(Items from a labeling collection)
---
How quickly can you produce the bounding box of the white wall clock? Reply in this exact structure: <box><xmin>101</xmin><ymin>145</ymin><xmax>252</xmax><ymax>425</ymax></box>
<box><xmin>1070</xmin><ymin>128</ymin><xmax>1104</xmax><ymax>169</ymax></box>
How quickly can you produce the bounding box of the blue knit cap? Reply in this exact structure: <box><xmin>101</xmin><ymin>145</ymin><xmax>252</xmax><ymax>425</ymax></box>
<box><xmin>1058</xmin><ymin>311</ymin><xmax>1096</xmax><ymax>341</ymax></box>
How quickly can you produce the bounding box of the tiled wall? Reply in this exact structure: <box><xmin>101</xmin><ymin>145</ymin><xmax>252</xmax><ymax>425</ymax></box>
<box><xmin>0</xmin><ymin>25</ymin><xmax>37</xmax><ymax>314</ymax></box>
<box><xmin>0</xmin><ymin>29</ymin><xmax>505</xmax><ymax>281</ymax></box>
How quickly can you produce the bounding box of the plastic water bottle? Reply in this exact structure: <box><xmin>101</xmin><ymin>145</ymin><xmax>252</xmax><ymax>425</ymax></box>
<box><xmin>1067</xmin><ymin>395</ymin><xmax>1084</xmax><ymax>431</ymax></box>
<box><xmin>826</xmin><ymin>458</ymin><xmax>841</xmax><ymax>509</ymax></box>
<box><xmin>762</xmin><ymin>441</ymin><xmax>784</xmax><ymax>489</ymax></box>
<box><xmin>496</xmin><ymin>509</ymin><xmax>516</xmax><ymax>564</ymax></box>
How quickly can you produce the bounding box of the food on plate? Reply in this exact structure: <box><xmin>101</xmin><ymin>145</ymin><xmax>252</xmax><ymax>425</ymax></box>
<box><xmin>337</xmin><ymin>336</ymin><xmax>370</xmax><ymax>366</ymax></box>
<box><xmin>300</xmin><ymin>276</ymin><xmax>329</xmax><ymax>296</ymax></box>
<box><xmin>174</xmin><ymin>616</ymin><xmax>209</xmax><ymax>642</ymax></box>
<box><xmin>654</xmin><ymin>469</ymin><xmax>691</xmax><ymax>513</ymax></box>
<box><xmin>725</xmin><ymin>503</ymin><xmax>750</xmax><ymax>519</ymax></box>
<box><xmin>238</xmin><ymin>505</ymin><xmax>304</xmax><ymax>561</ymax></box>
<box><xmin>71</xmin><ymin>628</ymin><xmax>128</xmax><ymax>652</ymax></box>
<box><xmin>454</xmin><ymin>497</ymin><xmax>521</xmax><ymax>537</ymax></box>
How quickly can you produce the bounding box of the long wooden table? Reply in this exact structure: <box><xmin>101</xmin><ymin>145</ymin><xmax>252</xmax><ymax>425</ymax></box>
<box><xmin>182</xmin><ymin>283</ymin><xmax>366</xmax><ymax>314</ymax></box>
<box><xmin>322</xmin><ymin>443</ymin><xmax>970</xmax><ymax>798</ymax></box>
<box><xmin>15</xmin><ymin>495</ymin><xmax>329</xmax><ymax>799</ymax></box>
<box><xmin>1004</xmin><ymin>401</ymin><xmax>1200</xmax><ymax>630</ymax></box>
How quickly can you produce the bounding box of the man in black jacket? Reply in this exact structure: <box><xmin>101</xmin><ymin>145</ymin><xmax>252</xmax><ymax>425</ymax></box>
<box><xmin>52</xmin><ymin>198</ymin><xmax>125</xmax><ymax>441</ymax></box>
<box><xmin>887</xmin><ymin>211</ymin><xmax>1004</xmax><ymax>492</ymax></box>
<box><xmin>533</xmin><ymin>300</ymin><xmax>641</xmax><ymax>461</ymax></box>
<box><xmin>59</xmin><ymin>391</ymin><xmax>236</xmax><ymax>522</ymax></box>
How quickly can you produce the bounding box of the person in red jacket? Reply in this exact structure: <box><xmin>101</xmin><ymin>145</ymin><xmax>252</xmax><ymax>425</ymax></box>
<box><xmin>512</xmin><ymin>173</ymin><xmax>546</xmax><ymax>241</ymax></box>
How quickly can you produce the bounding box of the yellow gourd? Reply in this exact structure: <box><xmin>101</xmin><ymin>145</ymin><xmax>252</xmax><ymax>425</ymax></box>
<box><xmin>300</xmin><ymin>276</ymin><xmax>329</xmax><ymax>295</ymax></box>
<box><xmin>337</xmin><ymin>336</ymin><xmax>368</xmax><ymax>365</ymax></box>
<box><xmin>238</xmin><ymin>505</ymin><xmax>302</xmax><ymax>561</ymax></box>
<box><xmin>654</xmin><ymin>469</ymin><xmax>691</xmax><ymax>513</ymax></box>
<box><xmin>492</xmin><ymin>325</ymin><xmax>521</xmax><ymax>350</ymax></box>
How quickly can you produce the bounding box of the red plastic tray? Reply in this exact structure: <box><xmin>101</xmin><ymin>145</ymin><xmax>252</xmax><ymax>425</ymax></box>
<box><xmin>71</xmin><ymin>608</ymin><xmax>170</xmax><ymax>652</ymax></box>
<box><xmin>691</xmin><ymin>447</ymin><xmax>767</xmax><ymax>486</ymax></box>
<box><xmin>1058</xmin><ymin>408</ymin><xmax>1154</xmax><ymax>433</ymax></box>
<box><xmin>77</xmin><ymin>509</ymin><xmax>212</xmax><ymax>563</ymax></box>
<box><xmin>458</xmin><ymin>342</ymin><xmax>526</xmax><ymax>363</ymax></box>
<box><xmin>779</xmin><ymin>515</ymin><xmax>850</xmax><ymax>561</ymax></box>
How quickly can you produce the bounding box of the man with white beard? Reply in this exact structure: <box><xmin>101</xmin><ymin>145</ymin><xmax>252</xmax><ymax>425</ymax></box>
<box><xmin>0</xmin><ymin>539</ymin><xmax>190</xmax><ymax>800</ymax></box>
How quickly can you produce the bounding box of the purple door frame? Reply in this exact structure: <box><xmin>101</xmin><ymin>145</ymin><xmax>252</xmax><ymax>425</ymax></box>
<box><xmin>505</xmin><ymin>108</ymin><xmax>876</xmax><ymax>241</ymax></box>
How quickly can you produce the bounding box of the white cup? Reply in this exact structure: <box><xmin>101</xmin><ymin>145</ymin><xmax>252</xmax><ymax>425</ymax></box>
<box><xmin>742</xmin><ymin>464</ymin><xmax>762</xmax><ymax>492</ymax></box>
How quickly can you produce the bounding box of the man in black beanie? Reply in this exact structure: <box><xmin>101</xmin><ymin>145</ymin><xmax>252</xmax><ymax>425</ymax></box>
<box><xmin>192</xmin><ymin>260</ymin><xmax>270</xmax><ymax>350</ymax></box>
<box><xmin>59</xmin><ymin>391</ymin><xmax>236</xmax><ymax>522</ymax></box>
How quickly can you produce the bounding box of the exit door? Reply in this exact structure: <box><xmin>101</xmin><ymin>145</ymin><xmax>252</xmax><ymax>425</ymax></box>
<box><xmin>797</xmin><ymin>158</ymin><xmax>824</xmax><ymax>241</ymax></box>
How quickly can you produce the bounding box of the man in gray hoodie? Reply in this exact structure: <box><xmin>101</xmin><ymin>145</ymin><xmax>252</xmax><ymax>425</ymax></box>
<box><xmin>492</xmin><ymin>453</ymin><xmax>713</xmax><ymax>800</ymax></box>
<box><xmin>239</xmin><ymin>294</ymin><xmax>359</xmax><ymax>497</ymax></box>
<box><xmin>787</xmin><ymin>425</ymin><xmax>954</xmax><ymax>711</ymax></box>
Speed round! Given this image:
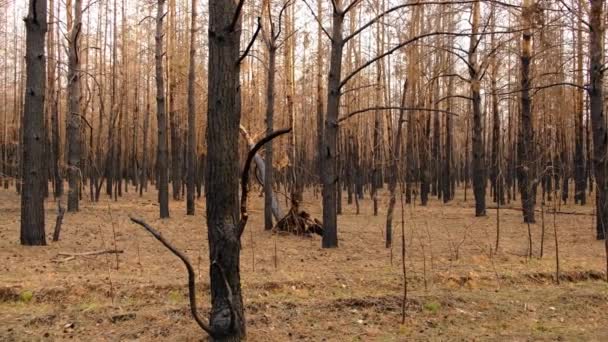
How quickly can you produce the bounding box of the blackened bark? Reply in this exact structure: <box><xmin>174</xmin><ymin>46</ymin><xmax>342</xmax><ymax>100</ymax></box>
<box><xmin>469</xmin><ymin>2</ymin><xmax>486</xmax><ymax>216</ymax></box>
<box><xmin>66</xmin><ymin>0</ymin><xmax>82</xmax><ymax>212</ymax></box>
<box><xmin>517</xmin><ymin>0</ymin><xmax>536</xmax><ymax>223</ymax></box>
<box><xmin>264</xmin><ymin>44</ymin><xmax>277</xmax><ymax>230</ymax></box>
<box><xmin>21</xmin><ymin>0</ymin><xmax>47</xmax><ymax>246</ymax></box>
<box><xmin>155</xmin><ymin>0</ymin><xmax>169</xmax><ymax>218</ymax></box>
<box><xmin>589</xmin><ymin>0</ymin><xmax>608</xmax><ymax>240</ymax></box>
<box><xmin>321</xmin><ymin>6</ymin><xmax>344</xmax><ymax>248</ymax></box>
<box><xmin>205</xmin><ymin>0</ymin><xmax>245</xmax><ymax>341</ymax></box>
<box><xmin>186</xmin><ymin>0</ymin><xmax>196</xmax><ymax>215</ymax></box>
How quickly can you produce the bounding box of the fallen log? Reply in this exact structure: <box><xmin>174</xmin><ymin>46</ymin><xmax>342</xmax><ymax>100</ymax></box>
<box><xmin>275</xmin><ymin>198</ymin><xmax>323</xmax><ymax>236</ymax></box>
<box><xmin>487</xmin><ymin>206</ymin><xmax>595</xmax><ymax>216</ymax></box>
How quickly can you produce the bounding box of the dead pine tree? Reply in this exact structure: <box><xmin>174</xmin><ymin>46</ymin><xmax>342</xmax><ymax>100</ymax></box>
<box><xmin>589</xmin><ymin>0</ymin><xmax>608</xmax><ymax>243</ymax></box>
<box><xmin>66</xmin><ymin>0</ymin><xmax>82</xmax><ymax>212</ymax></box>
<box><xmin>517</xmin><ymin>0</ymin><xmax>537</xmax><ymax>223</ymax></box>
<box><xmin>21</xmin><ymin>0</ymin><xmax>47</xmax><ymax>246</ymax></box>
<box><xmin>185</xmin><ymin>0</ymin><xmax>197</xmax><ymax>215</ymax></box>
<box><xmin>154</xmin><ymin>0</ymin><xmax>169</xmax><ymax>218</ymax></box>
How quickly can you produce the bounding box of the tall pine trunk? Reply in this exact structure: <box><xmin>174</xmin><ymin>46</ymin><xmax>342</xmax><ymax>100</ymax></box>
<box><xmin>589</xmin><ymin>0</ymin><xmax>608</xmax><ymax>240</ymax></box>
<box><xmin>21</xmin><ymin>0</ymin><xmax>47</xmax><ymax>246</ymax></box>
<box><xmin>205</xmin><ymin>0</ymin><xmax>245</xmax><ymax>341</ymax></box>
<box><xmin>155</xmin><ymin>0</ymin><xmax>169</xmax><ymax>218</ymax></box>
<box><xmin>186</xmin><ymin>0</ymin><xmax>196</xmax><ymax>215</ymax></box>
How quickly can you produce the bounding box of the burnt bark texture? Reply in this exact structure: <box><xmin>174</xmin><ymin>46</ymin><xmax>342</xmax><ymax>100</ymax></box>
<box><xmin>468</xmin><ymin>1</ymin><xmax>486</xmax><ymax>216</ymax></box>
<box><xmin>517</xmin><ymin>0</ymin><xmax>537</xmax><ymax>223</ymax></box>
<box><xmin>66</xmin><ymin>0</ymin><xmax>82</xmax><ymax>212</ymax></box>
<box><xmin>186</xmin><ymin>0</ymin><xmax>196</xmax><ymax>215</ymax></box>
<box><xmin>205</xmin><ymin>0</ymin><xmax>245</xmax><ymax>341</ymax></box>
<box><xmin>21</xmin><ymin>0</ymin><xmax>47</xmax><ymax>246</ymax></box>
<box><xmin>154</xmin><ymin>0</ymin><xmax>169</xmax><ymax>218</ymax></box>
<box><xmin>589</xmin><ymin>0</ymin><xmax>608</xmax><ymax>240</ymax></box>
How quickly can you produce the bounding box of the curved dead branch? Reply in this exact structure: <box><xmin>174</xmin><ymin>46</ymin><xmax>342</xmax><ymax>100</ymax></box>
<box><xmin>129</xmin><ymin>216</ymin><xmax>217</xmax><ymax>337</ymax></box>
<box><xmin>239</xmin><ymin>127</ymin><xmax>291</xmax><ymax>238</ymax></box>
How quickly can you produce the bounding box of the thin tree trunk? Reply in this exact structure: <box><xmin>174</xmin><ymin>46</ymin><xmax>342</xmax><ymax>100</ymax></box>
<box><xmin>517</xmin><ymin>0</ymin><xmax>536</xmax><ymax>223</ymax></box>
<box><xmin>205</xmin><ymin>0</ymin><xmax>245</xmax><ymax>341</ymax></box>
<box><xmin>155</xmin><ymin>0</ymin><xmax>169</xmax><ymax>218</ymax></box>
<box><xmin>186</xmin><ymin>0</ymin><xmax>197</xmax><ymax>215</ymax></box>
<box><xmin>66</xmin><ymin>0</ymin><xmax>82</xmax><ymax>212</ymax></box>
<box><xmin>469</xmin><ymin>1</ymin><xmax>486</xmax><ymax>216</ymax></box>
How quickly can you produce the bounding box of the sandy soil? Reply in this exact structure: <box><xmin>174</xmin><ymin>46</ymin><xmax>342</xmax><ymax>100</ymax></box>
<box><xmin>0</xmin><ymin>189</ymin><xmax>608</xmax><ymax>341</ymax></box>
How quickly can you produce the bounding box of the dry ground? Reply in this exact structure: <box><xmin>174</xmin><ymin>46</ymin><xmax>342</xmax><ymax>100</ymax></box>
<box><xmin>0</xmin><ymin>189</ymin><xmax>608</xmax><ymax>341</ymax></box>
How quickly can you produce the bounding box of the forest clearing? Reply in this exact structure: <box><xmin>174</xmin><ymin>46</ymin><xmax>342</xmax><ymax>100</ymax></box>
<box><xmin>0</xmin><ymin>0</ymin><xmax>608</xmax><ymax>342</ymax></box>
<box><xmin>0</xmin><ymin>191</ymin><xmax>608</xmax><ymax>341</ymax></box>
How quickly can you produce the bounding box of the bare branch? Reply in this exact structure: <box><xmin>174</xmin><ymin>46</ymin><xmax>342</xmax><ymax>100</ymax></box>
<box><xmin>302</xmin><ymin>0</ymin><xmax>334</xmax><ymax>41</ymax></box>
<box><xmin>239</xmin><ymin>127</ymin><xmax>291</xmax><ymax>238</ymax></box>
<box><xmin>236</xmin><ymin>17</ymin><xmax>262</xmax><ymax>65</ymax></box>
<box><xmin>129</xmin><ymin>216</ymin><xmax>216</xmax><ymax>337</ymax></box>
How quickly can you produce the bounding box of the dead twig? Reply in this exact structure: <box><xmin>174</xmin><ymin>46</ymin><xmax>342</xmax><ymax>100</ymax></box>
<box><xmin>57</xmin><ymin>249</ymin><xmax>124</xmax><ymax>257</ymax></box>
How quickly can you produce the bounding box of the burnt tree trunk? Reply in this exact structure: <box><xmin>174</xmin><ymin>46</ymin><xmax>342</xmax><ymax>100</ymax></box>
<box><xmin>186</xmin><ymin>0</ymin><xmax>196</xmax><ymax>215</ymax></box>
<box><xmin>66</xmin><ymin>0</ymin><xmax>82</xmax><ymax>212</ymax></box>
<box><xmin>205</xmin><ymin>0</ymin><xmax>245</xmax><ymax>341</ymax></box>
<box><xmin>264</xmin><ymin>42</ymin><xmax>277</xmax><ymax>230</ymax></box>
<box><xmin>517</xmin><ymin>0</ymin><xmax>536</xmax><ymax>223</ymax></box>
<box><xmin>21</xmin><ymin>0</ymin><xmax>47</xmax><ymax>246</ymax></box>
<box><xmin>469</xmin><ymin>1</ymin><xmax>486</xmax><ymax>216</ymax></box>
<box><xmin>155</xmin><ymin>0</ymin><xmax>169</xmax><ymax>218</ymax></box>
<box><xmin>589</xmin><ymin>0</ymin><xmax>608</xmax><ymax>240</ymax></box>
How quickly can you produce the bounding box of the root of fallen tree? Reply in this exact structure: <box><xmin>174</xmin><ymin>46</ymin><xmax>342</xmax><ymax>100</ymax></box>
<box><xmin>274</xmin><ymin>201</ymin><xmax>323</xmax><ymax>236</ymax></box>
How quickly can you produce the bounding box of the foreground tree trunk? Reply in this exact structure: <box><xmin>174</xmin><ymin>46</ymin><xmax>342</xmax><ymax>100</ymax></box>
---
-- PROBLEM DETAILS --
Which lines in the entries above contain the word "bark", matching case exactly? Copy out each of those lines.

-- ANSWER TO THE EXERCISE --
How quickly can you produce the bounding box of the blackened bark? Reply in this exact structure: <box><xmin>174</xmin><ymin>46</ymin><xmax>342</xmax><ymax>100</ymax></box>
How quickly can you produce the bounding box of the burnt bark texture? Reply in this exact structure: <box><xmin>174</xmin><ymin>46</ymin><xmax>342</xmax><ymax>100</ymax></box>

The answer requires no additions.